TASK OBJECTIVE —
Please copy out, word for word, the part of the items below that opens with the line containing "Your task is to locate the white" and closes with the line containing "(2, 349), (800, 630)", including both of those lines. Leave the pictures out of your answer.

• • • • •

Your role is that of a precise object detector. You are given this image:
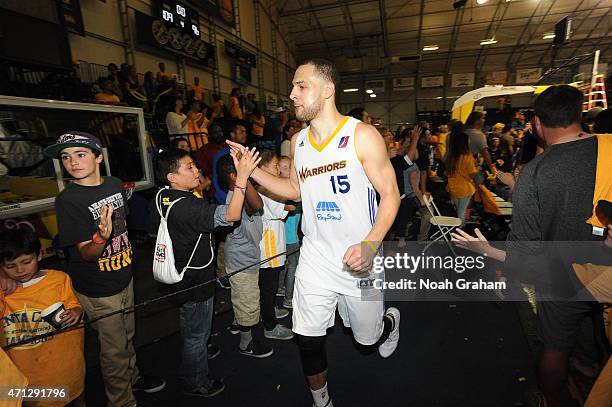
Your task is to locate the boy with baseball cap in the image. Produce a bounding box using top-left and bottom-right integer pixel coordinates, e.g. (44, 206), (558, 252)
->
(45, 131), (165, 407)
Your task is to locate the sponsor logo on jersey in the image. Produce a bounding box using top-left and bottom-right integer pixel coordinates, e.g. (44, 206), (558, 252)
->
(299, 160), (346, 182)
(315, 201), (342, 222)
(338, 136), (351, 148)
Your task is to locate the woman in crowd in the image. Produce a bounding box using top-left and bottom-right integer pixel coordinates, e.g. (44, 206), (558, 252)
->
(444, 122), (478, 225)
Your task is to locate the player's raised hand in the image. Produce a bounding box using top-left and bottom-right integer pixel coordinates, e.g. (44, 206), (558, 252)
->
(230, 148), (261, 187)
(225, 140), (248, 157)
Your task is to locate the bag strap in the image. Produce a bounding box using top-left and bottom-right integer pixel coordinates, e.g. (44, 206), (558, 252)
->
(155, 187), (185, 222)
(155, 187), (215, 278)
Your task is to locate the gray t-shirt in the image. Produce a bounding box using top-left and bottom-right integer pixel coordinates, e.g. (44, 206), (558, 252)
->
(225, 191), (263, 272)
(465, 129), (487, 155)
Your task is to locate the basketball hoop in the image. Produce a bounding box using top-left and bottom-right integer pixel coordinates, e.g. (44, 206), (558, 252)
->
(123, 182), (136, 199)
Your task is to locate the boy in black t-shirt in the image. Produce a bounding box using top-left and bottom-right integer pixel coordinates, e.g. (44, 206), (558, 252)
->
(45, 131), (165, 407)
(155, 149), (259, 397)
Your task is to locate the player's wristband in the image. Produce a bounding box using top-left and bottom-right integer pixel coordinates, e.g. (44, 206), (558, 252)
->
(234, 185), (247, 195)
(91, 232), (106, 244)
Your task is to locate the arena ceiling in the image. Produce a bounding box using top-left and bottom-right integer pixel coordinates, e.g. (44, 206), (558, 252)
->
(269, 0), (612, 79)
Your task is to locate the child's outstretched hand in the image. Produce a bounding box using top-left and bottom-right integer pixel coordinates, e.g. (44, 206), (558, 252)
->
(230, 148), (261, 188)
(60, 307), (83, 326)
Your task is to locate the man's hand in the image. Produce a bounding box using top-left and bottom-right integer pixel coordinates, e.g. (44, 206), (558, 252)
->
(230, 148), (261, 188)
(0, 271), (17, 295)
(60, 307), (83, 326)
(98, 205), (113, 240)
(451, 228), (491, 254)
(225, 140), (248, 158)
(342, 242), (377, 278)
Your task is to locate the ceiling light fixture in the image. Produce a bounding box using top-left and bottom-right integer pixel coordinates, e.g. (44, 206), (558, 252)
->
(480, 37), (497, 45)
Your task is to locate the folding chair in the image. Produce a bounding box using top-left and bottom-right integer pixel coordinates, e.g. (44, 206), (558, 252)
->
(421, 196), (461, 257)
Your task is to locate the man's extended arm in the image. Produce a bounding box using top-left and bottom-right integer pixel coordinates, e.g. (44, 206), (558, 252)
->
(227, 139), (300, 201)
(355, 124), (400, 242)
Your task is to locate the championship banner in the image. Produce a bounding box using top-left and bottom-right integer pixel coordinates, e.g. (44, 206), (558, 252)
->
(393, 76), (414, 91)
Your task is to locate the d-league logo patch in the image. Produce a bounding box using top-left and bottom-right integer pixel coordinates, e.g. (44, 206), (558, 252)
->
(155, 243), (167, 263)
(338, 136), (351, 148)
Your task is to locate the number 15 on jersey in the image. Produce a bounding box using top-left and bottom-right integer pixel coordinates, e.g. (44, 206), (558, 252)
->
(329, 175), (351, 194)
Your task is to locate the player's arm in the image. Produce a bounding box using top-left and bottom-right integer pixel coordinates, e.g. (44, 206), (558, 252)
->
(355, 124), (400, 242)
(226, 139), (300, 201)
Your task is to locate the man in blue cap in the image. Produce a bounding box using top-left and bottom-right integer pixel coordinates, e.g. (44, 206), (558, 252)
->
(45, 131), (165, 407)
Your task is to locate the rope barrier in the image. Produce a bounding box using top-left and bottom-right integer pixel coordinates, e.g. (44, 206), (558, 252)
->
(2, 249), (300, 350)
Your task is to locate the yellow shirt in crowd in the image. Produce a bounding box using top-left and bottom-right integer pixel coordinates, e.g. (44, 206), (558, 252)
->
(448, 154), (478, 199)
(251, 115), (266, 137)
(230, 96), (244, 120)
(187, 85), (206, 102)
(0, 270), (85, 407)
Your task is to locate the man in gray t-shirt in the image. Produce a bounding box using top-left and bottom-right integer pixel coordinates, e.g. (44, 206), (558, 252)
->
(465, 111), (495, 173)
(225, 191), (263, 273)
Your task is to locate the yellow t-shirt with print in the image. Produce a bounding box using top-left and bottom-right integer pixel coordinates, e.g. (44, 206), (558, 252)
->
(0, 270), (85, 406)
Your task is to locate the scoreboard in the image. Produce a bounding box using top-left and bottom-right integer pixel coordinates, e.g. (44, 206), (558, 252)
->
(159, 0), (200, 38)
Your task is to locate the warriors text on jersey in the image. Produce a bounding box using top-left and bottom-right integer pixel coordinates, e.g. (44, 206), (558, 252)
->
(294, 117), (377, 296)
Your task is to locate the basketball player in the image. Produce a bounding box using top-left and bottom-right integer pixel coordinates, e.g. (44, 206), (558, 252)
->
(228, 59), (400, 407)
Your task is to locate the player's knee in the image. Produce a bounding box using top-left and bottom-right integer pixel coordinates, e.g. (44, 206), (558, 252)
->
(297, 335), (327, 376)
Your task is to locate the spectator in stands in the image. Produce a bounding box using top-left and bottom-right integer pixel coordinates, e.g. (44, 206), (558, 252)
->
(0, 227), (85, 407)
(96, 76), (121, 105)
(230, 88), (244, 120)
(496, 125), (514, 172)
(251, 106), (266, 140)
(435, 124), (448, 161)
(166, 97), (193, 136)
(465, 111), (495, 173)
(187, 76), (206, 102)
(244, 93), (261, 117)
(172, 137), (191, 152)
(346, 107), (372, 124)
(444, 122), (484, 225)
(262, 106), (289, 152)
(126, 65), (141, 90)
(189, 102), (214, 150)
(195, 124), (225, 178)
(107, 62), (123, 100)
(142, 71), (157, 100)
(504, 85), (609, 407)
(155, 62), (170, 83)
(213, 93), (227, 119)
(378, 127), (400, 158)
(212, 123), (247, 203)
(280, 120), (302, 157)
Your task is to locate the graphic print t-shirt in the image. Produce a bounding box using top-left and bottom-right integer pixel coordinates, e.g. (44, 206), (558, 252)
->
(0, 270), (85, 407)
(55, 177), (132, 297)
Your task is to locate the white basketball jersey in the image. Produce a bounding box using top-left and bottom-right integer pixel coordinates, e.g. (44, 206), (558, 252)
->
(294, 117), (378, 296)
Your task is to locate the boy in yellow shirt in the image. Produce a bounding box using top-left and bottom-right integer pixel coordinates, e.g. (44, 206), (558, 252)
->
(0, 228), (85, 406)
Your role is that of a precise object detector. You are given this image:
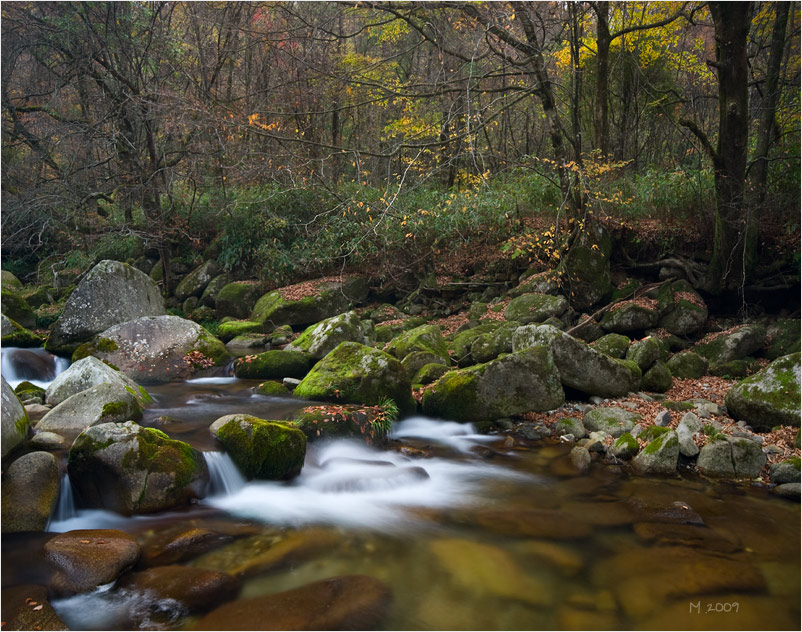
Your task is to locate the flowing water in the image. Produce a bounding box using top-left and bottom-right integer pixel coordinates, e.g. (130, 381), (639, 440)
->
(3, 350), (800, 630)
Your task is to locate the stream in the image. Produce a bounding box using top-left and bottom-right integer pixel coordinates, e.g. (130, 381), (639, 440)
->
(2, 349), (800, 630)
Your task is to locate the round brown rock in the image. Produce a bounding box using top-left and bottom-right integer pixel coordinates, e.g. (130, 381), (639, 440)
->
(195, 575), (391, 630)
(44, 529), (140, 595)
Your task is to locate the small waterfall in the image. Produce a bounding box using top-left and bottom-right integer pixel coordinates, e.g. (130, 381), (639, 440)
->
(203, 452), (245, 496)
(50, 474), (78, 522)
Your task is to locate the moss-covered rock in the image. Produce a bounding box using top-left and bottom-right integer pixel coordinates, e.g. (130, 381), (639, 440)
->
(67, 421), (209, 515)
(666, 351), (708, 379)
(0, 376), (30, 458)
(234, 349), (310, 380)
(601, 301), (659, 334)
(286, 311), (372, 360)
(422, 346), (565, 421)
(504, 294), (568, 325)
(641, 360), (674, 393)
(295, 342), (416, 414)
(590, 334), (629, 358)
(214, 281), (261, 322)
(512, 325), (641, 397)
(293, 404), (394, 444)
(724, 353), (800, 431)
(584, 407), (640, 437)
(212, 415), (306, 480)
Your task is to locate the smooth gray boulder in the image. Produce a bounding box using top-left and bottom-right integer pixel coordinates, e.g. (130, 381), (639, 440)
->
(67, 421), (209, 515)
(45, 356), (150, 406)
(512, 325), (641, 397)
(724, 353), (800, 431)
(36, 383), (142, 437)
(45, 260), (165, 352)
(0, 376), (30, 458)
(2, 452), (59, 533)
(73, 316), (230, 384)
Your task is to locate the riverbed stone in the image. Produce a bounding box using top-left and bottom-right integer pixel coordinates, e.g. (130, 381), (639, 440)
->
(284, 311), (372, 360)
(117, 565), (241, 614)
(632, 430), (679, 475)
(44, 529), (140, 595)
(195, 575), (392, 630)
(73, 316), (231, 384)
(45, 356), (152, 406)
(234, 349), (310, 380)
(2, 452), (59, 533)
(504, 294), (568, 325)
(295, 342), (416, 414)
(36, 382), (142, 437)
(590, 334), (629, 358)
(67, 421), (209, 515)
(0, 376), (30, 459)
(422, 345), (565, 421)
(175, 261), (220, 301)
(214, 281), (259, 320)
(209, 414), (306, 480)
(512, 325), (641, 397)
(724, 353), (800, 431)
(45, 260), (165, 352)
(583, 406), (640, 437)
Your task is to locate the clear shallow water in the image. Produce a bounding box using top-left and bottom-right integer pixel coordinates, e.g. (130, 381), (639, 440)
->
(3, 350), (800, 630)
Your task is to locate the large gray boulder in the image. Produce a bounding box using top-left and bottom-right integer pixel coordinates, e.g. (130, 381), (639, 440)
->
(175, 261), (220, 301)
(67, 421), (209, 515)
(45, 356), (150, 406)
(294, 342), (415, 413)
(512, 325), (641, 397)
(45, 260), (165, 352)
(0, 376), (30, 458)
(73, 316), (230, 384)
(284, 311), (371, 360)
(2, 452), (59, 533)
(36, 383), (142, 437)
(724, 353), (800, 431)
(423, 345), (565, 421)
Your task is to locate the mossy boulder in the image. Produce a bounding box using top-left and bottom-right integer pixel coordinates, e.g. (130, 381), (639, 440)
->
(583, 407), (640, 437)
(293, 404), (393, 444)
(632, 428), (679, 475)
(763, 318), (802, 360)
(641, 360), (674, 393)
(666, 351), (709, 379)
(422, 345), (565, 421)
(45, 356), (152, 406)
(0, 314), (44, 347)
(210, 415), (306, 480)
(286, 311), (372, 360)
(214, 281), (259, 320)
(600, 301), (659, 334)
(295, 342), (416, 414)
(36, 383), (142, 437)
(250, 277), (368, 327)
(217, 320), (265, 342)
(45, 260), (165, 352)
(512, 325), (641, 397)
(558, 223), (612, 311)
(73, 316), (231, 384)
(2, 452), (60, 533)
(387, 325), (451, 364)
(67, 421), (209, 515)
(693, 324), (766, 370)
(234, 349), (310, 380)
(504, 294), (568, 325)
(590, 334), (629, 358)
(724, 353), (800, 431)
(0, 376), (30, 458)
(175, 261), (220, 301)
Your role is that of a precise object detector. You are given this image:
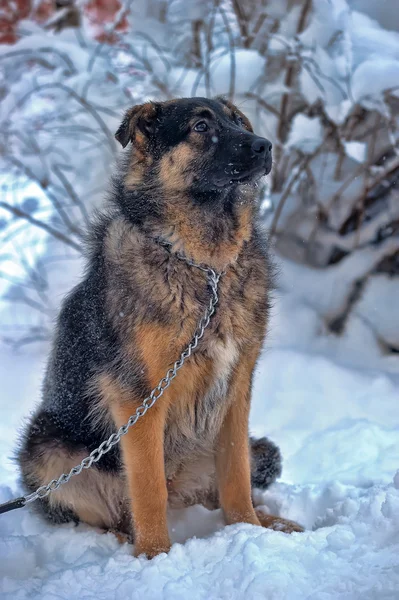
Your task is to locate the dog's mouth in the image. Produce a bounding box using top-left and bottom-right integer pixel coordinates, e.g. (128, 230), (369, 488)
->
(214, 159), (272, 188)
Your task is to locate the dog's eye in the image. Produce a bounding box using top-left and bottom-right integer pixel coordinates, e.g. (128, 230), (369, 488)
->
(194, 121), (209, 133)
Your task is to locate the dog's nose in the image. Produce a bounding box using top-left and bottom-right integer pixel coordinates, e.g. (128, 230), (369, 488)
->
(251, 138), (273, 156)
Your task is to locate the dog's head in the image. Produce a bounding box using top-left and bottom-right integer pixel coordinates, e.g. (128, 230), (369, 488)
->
(115, 98), (272, 194)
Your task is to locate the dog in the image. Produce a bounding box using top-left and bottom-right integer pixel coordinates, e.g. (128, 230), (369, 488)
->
(18, 98), (301, 558)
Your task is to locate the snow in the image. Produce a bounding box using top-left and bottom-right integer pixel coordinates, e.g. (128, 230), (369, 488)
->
(344, 141), (367, 163)
(286, 113), (323, 154)
(0, 0), (399, 600)
(0, 284), (399, 600)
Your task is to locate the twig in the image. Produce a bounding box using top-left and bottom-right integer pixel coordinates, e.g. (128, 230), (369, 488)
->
(0, 202), (83, 253)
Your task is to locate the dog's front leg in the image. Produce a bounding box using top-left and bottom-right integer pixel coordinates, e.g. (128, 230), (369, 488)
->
(216, 351), (303, 533)
(113, 402), (170, 558)
(216, 352), (260, 525)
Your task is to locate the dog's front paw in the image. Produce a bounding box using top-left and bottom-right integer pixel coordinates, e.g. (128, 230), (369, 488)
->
(255, 510), (305, 533)
(134, 541), (171, 559)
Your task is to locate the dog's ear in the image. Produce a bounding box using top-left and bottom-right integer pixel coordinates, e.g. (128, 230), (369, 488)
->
(115, 102), (159, 148)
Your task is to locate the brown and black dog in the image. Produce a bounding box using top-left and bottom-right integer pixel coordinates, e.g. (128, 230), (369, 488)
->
(18, 98), (301, 557)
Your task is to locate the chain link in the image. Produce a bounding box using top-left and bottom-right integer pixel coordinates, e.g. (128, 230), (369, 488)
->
(24, 262), (223, 504)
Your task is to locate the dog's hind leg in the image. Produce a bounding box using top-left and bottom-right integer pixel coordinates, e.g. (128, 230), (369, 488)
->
(19, 440), (131, 535)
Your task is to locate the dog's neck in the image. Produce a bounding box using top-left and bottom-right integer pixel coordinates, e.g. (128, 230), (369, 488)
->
(144, 189), (255, 272)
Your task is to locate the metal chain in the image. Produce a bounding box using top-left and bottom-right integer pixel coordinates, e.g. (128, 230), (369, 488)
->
(23, 262), (223, 504)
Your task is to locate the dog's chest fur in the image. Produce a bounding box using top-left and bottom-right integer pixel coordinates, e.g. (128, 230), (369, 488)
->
(107, 218), (267, 476)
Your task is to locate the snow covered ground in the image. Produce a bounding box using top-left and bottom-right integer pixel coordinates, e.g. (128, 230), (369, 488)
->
(0, 284), (399, 600)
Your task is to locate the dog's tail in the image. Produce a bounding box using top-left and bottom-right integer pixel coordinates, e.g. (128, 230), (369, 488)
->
(249, 437), (282, 490)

• • • • •

EXERCISE ANSWER —
Your task is to locate the white basketball jersey in the image. Produce a bounding box using top-left and bottom-right integer pixel coordinates, e.g. (44, 206), (558, 252)
->
(294, 117), (378, 296)
Your task is to locate the boy in yellow shirt in the image. Produce a bounding box using top-left and bottom-right integer pixel coordinates, e.g. (44, 206), (558, 252)
->
(0, 228), (85, 406)
Your role is that of a precise object detector. You are given this image:
Your task is to locate the flowing water in the image. Produce a bounding box using top-left and bottom-right integer pixel coordinates, e.g. (130, 381), (639, 440)
->
(3, 350), (800, 630)
Your task is to locate the stream in the image. Produce a bounding box using top-left and bottom-right integer pixel coordinates, e.g. (130, 381), (639, 440)
->
(2, 349), (800, 630)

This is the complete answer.